What you should do - Copy the records below exactly as they are written.

Source data -
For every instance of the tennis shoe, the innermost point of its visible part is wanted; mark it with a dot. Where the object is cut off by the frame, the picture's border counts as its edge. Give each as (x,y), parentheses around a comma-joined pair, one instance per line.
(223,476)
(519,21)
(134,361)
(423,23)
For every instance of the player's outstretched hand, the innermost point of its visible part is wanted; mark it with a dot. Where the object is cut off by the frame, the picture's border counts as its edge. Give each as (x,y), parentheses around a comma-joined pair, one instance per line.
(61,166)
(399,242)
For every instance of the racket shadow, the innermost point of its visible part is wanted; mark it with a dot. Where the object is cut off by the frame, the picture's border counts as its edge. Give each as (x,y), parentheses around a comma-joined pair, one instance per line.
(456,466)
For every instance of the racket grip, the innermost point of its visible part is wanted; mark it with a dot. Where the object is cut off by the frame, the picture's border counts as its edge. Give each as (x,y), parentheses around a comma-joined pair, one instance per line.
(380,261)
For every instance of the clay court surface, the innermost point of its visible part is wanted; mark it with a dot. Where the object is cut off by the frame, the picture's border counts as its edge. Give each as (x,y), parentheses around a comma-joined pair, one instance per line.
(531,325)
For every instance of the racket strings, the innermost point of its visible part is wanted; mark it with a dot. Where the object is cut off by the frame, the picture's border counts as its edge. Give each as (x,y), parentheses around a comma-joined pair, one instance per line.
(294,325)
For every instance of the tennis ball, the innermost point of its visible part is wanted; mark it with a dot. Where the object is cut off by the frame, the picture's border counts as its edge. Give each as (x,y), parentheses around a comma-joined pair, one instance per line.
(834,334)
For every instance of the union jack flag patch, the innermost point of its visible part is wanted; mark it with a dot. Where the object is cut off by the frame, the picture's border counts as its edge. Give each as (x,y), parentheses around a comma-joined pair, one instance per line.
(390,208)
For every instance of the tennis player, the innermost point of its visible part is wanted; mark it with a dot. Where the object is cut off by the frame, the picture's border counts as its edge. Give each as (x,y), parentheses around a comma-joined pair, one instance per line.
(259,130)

Result of the task -
For every instance of the tennis shoe, the innermost point of its visible part is wanted; mark it with a dot. Where the object is cut off by the frame, the picture's border counts as its edge. Give each as (x,y), parentheses around a comma-joined pair, one instance per line.
(223,476)
(519,21)
(134,361)
(423,23)
For every instance of the player's outstretched hand, the innermost point of its visible part is wanted; mark it with a dot. Where the object is cut off by the frame, the picture's border counts as its edge. Give each as (x,y), parentheses around a comma-joined pair, one instance per line.
(61,166)
(399,242)
For every instance of the racket shadow, the innermost point of its visible part is wanted; mark it with a dot. Where the object is cut off by the frame, the picture's border counts as its edge. Give each as (x,y), parentheses around a comma-joined pair, one instance per line.
(456,466)
For every instance of the racket grip, the innermost point of its visible part is wanted; mark it with a dot. Where the object is cut off by the frame, the picture's border counts as its edge. Give each as (x,y), parentheses around a comma-joined pair, one instance per line.
(380,261)
For every instance of the clay court surface, the innermost point of its visible part is wanted; mark it with a dot. Where the object is cut off by the frame, the picture's border counts as its edge. Give each as (x,y), parentheses around a comma-joined pair, one instance per line.
(531,325)
For every instance of the racket strings, the innermost point of its visible part is wanted; mark it with a dot. Where the object is cut off by the frame, the picture's border counts as its edge. Give each as (x,y), parentheses around a comma-joined pair, one instance per line.
(294,325)
For every instance of the tennis ball, the innermost point of its visible part is wanted; mark it with a dot. Where the object is cut off by the frame, the picture's border counts as its edge. Give each as (x,y), parentheses around a comma-joined pair, one instance per line.
(834,334)
For every instance of the union jack flag patch, the innermost point of its visible part is wanted; mark it with a dot. Where the object is cut off by the frame, the picture's border counts as its edge. Give each as (x,y), parentheses around a comma-joined pair, one instance per line.
(390,208)
For every instance of the tennis player, the innermost point of its visible part is wanted; mark it with a dot. Where the object is cut off by the frame, the picture's border counts as its edge. Give each as (x,y), parentheses around a comma-joined pair, one instance per line.
(259,130)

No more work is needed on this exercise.